> GOAL: Arrange the lines below as a numbered list, from the line containing "Where can the window pane" through the end of the rows, skipping any blank lines.

** Start MATERIAL SUPPLIED **

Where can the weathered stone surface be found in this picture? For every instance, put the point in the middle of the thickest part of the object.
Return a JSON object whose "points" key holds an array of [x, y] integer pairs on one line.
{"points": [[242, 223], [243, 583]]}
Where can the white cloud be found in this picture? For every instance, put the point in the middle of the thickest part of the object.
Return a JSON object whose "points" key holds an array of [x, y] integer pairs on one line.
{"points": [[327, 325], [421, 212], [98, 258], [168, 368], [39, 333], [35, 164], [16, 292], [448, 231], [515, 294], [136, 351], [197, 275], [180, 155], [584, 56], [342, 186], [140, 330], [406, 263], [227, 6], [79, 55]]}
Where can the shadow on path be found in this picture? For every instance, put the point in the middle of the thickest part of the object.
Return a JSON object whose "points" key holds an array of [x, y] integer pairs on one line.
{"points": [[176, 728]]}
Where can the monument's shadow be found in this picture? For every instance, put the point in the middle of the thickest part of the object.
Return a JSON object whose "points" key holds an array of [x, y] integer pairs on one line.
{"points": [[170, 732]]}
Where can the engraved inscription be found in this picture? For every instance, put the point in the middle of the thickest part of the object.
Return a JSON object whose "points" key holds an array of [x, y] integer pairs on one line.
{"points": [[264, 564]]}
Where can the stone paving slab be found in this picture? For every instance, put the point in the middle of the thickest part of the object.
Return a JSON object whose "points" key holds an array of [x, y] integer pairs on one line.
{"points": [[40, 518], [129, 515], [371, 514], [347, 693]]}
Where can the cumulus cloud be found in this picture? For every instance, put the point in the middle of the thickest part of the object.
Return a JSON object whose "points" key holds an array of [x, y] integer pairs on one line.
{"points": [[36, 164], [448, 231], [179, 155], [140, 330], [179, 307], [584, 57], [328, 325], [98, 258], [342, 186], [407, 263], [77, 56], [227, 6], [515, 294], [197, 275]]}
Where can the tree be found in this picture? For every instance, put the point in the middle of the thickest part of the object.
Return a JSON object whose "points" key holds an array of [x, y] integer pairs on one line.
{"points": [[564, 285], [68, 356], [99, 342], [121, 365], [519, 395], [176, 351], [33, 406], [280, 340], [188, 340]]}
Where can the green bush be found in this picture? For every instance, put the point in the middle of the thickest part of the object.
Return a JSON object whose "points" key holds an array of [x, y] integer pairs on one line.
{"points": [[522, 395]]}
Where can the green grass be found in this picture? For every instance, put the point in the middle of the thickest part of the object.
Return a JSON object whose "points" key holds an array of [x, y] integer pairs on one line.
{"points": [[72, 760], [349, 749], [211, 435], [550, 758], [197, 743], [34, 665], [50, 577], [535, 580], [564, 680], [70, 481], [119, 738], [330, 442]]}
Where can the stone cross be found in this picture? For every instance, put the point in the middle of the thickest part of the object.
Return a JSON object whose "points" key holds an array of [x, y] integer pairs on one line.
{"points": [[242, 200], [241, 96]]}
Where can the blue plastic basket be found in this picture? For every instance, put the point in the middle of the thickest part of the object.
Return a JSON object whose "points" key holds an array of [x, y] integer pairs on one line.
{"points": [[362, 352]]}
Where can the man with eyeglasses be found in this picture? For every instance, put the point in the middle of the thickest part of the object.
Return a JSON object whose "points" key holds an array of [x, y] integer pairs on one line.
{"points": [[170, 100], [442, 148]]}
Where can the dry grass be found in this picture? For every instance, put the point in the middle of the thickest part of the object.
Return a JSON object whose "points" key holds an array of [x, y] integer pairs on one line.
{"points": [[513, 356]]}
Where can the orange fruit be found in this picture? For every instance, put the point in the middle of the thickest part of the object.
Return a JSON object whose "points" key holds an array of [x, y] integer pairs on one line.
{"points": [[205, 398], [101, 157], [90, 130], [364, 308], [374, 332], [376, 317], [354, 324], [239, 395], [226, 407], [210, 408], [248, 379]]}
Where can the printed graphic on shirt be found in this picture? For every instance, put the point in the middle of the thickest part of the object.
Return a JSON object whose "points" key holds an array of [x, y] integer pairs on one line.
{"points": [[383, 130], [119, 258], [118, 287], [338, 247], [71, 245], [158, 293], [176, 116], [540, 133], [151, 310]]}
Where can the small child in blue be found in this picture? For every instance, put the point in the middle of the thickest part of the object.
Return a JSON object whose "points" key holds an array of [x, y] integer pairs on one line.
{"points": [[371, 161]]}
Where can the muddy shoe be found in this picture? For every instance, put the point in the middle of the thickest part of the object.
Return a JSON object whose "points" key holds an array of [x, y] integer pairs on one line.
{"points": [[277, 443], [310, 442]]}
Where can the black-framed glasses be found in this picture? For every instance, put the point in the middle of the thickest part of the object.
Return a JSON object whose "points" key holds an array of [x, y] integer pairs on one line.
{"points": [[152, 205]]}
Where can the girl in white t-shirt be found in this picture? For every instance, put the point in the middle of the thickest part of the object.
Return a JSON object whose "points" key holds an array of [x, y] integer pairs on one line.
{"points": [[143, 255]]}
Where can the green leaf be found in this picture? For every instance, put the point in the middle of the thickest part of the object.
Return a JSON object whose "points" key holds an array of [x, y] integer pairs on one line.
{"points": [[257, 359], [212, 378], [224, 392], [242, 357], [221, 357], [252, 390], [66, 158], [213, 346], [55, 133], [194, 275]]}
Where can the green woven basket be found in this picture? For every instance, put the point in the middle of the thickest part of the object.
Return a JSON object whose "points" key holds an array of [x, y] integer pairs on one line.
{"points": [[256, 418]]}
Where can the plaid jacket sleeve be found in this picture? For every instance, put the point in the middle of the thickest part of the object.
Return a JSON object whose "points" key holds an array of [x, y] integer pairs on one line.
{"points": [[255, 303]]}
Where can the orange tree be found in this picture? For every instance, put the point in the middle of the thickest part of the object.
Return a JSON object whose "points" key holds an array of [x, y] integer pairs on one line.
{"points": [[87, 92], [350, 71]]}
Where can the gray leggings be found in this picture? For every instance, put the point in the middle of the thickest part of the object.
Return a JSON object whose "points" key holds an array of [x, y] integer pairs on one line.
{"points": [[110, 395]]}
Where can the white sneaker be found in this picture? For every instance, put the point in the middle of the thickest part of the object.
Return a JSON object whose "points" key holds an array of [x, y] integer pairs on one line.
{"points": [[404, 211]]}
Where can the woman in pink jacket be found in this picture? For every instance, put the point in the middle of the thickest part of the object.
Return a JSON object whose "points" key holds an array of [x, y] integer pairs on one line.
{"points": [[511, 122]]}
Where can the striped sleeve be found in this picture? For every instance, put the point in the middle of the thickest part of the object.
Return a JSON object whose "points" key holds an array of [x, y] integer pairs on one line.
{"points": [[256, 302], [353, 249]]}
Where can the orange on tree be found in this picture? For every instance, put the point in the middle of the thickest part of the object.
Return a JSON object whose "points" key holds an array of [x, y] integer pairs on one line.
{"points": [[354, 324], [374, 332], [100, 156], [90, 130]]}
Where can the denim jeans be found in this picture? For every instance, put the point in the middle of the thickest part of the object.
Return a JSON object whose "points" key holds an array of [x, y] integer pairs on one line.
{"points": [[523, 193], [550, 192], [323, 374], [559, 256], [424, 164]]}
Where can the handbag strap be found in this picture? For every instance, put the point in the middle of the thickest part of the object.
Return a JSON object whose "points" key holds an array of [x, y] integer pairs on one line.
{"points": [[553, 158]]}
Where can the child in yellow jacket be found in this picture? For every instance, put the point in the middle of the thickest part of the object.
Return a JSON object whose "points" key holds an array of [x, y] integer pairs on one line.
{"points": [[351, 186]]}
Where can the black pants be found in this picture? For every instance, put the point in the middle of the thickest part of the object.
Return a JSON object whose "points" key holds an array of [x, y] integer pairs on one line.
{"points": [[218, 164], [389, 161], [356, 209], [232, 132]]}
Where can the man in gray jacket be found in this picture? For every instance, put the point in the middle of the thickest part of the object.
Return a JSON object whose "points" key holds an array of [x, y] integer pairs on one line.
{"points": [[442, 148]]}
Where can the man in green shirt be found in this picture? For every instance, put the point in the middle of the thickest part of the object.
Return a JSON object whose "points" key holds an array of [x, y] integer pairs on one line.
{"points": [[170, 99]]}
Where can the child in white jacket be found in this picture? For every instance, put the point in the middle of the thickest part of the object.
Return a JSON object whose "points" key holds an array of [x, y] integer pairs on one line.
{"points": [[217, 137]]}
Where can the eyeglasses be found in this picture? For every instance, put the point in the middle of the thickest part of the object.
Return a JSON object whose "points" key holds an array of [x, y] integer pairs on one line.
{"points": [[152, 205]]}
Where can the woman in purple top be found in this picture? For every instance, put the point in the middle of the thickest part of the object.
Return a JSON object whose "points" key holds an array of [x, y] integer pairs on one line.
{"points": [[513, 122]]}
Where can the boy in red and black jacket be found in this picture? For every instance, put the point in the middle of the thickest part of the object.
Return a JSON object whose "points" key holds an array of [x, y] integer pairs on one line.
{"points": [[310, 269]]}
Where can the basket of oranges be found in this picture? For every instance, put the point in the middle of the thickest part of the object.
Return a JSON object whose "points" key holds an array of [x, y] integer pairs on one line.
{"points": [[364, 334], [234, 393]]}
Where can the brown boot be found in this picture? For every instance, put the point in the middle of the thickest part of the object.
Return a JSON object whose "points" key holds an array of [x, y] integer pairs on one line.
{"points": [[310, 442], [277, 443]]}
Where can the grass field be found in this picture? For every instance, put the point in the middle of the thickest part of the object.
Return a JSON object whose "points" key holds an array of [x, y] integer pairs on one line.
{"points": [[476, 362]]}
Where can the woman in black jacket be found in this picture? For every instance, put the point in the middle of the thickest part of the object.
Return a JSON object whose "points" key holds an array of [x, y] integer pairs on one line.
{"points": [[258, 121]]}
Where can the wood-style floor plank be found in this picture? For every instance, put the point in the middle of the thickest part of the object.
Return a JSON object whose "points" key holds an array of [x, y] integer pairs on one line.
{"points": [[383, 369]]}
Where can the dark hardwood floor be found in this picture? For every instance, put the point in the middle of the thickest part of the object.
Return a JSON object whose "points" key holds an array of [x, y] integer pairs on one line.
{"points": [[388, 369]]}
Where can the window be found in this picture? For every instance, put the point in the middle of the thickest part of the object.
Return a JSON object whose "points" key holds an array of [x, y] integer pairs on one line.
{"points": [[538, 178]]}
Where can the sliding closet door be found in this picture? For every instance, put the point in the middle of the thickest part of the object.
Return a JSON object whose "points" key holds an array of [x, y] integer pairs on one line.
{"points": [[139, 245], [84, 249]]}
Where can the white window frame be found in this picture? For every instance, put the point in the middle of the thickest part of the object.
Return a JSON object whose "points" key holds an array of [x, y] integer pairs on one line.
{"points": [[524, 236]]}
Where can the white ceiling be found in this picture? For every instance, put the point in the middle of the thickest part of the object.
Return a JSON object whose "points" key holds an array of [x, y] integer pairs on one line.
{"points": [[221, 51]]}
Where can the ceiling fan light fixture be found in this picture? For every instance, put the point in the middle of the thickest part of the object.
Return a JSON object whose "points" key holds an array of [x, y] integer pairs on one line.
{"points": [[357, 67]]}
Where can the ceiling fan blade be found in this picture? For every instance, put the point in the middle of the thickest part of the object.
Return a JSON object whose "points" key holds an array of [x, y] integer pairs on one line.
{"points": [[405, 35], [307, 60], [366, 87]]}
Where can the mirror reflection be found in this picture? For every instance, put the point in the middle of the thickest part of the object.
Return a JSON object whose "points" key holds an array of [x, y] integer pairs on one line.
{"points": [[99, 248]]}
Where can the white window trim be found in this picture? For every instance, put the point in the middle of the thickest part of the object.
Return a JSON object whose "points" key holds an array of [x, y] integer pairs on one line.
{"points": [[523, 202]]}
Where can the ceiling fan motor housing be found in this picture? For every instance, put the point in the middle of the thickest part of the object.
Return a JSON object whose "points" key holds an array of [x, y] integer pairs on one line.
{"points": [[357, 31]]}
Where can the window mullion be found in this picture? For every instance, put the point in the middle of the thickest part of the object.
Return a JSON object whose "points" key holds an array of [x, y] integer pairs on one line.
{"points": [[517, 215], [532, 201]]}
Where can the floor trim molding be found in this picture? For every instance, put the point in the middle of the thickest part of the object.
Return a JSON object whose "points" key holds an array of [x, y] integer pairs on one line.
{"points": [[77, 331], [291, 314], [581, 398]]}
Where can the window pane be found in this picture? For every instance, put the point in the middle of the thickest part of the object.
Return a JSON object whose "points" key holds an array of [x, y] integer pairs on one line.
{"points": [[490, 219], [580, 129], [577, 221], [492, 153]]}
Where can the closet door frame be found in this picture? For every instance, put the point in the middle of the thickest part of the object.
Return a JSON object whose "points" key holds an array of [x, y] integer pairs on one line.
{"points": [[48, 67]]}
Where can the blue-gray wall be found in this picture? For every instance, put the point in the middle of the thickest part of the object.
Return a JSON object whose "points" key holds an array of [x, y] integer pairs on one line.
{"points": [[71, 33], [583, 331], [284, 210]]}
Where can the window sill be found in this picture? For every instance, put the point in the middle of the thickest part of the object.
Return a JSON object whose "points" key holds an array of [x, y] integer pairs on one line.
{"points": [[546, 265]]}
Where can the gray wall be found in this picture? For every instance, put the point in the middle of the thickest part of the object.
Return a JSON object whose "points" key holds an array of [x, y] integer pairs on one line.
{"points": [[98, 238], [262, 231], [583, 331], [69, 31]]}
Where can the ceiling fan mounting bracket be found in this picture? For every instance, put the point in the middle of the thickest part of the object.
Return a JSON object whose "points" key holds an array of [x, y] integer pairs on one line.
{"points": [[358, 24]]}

** End MATERIAL SUPPLIED **

> COMPLETE OUTPUT:
1. Where can the window pane be found in this picture? For every instance, put the point in the middle of the thickest part of the object.
2. Return a JSON object whose "points" key holds an array of [x, y] integer pairs on one line.
3. {"points": [[490, 219], [580, 129], [577, 221], [492, 153]]}
4. Where can the closet door frame be found in this picture? For every instance, put the point in the middle of the thickest part of the object.
5. Return a JSON object whose "points" key holds an array of [x, y] integer pairs on one line.
6. {"points": [[48, 67]]}
7. Where can the blue-gray wall be found in this picture? For every instance, put the point in the middle of the thickest part of the object.
8. Return a JSON object whose "points" key holds an array of [x, y] integer pairs on one line.
9. {"points": [[71, 33], [583, 331], [284, 210]]}
10. Where can the window sill be found in this picture? For every instance, put the point in the middle of the thickest part of the object.
11. Return a JSON object whose "points" key holds an array of [x, y] integer pairs on one line.
12. {"points": [[546, 265]]}
13. Where can the gray wall be found in this picture? For every instance, put the point in the middle of the thickest part of the object.
14. Return a JSON object whose "points" key holds an array of [x, y] integer pairs on one line.
15. {"points": [[98, 238], [262, 231], [583, 331], [69, 31]]}
16. Where can the ceiling fan mounting bracket be found in this picture? For every instance, put the point in the middle of the thickest part of the object.
17. Return a JSON object whose "points" key holds an array of [x, y] integer pairs on one line.
18. {"points": [[358, 24]]}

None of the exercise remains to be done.